(TASK INPUTS):
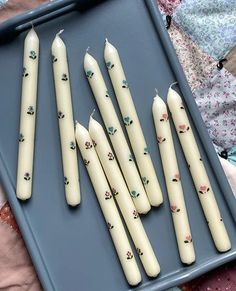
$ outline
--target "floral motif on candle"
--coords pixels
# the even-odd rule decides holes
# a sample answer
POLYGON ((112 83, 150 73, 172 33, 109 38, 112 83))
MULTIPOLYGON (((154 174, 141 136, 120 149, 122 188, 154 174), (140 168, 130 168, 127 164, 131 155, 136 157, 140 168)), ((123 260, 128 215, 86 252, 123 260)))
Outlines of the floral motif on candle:
POLYGON ((65 114, 62 113, 61 111, 59 111, 57 116, 58 116, 59 119, 62 119, 62 118, 65 117, 65 114))
POLYGON ((157 137, 157 142, 158 142, 159 144, 163 143, 164 141, 166 141, 166 138, 165 138, 165 137, 162 137, 162 136, 158 136, 158 137, 157 137))
POLYGON ((126 80, 122 81, 122 88, 126 88, 126 89, 129 88, 129 84, 128 84, 128 82, 126 80))
POLYGON ((109 127, 107 128, 107 132, 108 132, 108 134, 110 134, 110 135, 114 135, 114 134, 117 132, 117 129, 114 128, 113 126, 109 126, 109 127))
POLYGON ((210 188, 207 187, 207 186, 205 186, 205 185, 200 186, 200 188, 199 188, 199 190, 198 190, 198 192, 199 192, 200 194, 206 194, 206 193, 209 192, 209 191, 210 191, 210 188))
POLYGON ((127 260, 131 260, 133 258, 133 255, 130 251, 127 252, 126 256, 127 256, 127 260))
POLYGON ((74 141, 71 141, 70 142, 70 149, 75 150, 75 148, 76 148, 75 142, 74 141))
POLYGON ((106 91, 106 94, 105 94, 105 96, 106 96, 107 98, 109 98, 109 97, 110 97, 110 95, 109 95, 109 92, 108 92, 108 91, 106 91))
POLYGON ((30 51, 29 58, 31 58, 32 60, 37 59, 36 52, 35 51, 30 51))
POLYGON ((109 153, 107 154, 107 156, 108 156, 109 161, 113 161, 113 160, 115 159, 113 153, 111 153, 111 152, 109 152, 109 153))
POLYGON ((147 185, 149 183, 149 180, 147 179, 147 177, 142 177, 142 181, 144 185, 147 185))
POLYGON ((180 181, 180 174, 177 173, 174 175, 174 178, 172 179, 173 182, 179 182, 180 181))
POLYGON ((28 107, 27 114, 34 115, 34 107, 33 106, 28 107))
POLYGON ((192 239, 191 235, 189 234, 185 237, 184 243, 188 244, 188 243, 191 243, 192 241, 193 241, 193 239, 192 239))
POLYGON ((140 248, 136 248, 136 250, 137 250, 137 253, 138 253, 139 256, 142 256, 143 255, 143 252, 141 251, 140 248))
POLYGON ((222 217, 220 218, 220 221, 223 221, 223 218, 222 217))
POLYGON ((111 199, 112 198, 112 195, 109 191, 106 191, 105 192, 105 200, 108 200, 108 199, 111 199))
POLYGON ((137 210, 134 210, 133 211, 133 216, 134 216, 134 219, 139 218, 139 214, 138 214, 138 211, 137 210))
POLYGON ((85 149, 86 150, 89 150, 89 149, 91 149, 93 147, 93 145, 91 144, 90 141, 86 141, 84 145, 85 145, 85 149))
POLYGON ((112 68, 114 68, 115 65, 109 61, 109 62, 106 62, 106 66, 107 66, 108 70, 111 70, 112 68))
POLYGON ((183 102, 180 105, 180 109, 184 109, 185 110, 183 102))
POLYGON ((202 158, 199 158, 199 161, 201 161, 201 162, 202 162, 202 158))
POLYGON ((25 67, 23 68, 22 76, 23 77, 28 77, 29 76, 29 73, 27 73, 27 69, 25 67))
POLYGON ((148 150, 147 147, 145 147, 145 148, 143 149, 143 154, 144 154, 144 155, 148 155, 148 154, 149 154, 149 150, 148 150))
POLYGON ((119 194, 119 192, 115 188, 111 188, 111 192, 114 196, 119 194))
POLYGON ((62 74, 62 76, 61 76, 61 80, 62 81, 68 81, 68 76, 67 76, 67 74, 62 74))
POLYGON ((133 123, 133 120, 129 116, 124 117, 123 120, 124 120, 124 124, 126 126, 129 126, 129 125, 131 125, 133 123))
POLYGON ((110 222, 107 222, 107 227, 109 230, 114 228, 114 225, 112 225, 110 222))
POLYGON ((19 142, 23 142, 25 140, 25 137, 22 133, 19 134, 19 142))
POLYGON ((168 119, 169 119, 168 114, 167 113, 163 113, 162 116, 161 116, 160 121, 161 122, 168 121, 168 119))
POLYGON ((133 191, 130 192, 130 195, 131 195, 132 198, 137 198, 140 194, 137 191, 133 190, 133 191))
POLYGON ((25 174, 24 174, 24 179, 26 180, 26 181, 29 181, 31 178, 30 178, 30 173, 28 173, 28 172, 26 172, 25 174))
POLYGON ((180 209, 176 205, 171 205, 170 210, 172 213, 180 212, 180 209))
POLYGON ((85 166, 88 166, 88 165, 89 165, 89 163, 90 163, 90 161, 88 161, 88 160, 84 159, 84 164, 85 164, 85 166))
POLYGON ((52 63, 55 63, 55 62, 57 62, 57 58, 54 55, 52 55, 52 63))
POLYGON ((86 72, 86 77, 89 79, 92 79, 93 75, 94 75, 94 72, 92 72, 90 70, 86 72))
POLYGON ((93 140, 93 139, 92 139, 92 143, 93 143, 93 146, 94 146, 94 147, 96 147, 96 146, 97 146, 97 143, 96 143, 96 141, 95 141, 95 140, 93 140))
POLYGON ((69 185, 69 183, 70 183, 70 182, 69 182, 68 178, 67 178, 67 177, 64 177, 64 184, 65 184, 65 185, 69 185))
POLYGON ((132 154, 129 154, 129 161, 133 162, 134 161, 134 156, 132 154))
POLYGON ((179 133, 185 133, 189 130, 189 126, 187 126, 186 124, 181 124, 179 125, 179 133))

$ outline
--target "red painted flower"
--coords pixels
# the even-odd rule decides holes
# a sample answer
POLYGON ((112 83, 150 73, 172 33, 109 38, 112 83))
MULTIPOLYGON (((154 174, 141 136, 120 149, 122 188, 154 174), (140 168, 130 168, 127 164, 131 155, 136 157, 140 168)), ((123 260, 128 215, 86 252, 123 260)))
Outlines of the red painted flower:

(EXERCISE DESCRIPTION): Going through the data, tally the lines containing "painted" and report only the result.

(RESPONSE TO THIS TASK): 2